• Problem statement: Count the lines in the entries below that contain the string "query". Reply with the number alone.

• Material for this exercise:
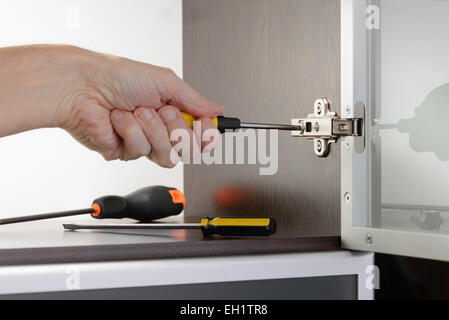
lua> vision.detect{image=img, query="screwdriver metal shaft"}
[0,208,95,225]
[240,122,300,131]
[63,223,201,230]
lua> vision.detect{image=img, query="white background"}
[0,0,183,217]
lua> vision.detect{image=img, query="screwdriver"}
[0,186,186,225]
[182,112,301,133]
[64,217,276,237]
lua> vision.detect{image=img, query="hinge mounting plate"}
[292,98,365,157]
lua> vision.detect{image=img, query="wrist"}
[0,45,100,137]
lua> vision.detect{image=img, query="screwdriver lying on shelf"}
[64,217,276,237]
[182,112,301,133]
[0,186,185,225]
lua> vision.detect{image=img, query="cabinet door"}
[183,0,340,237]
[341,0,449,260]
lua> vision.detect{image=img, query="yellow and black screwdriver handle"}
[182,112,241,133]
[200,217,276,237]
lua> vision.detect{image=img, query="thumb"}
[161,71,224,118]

==

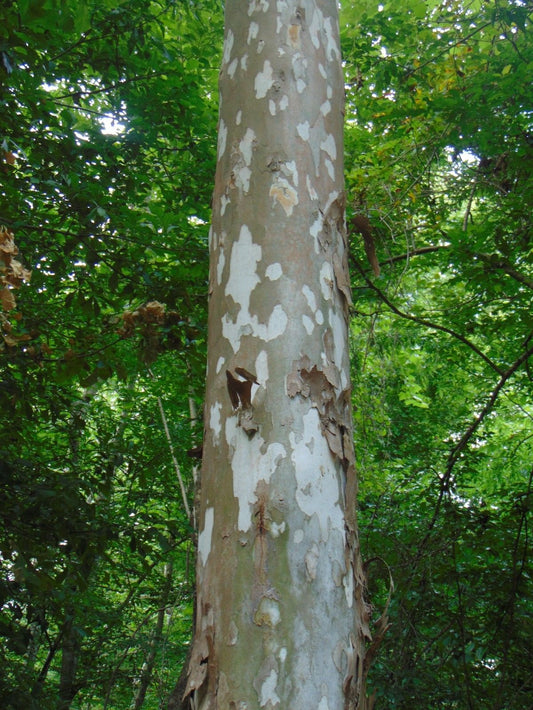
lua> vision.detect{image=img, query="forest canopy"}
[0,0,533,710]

• Solution to this problem: 10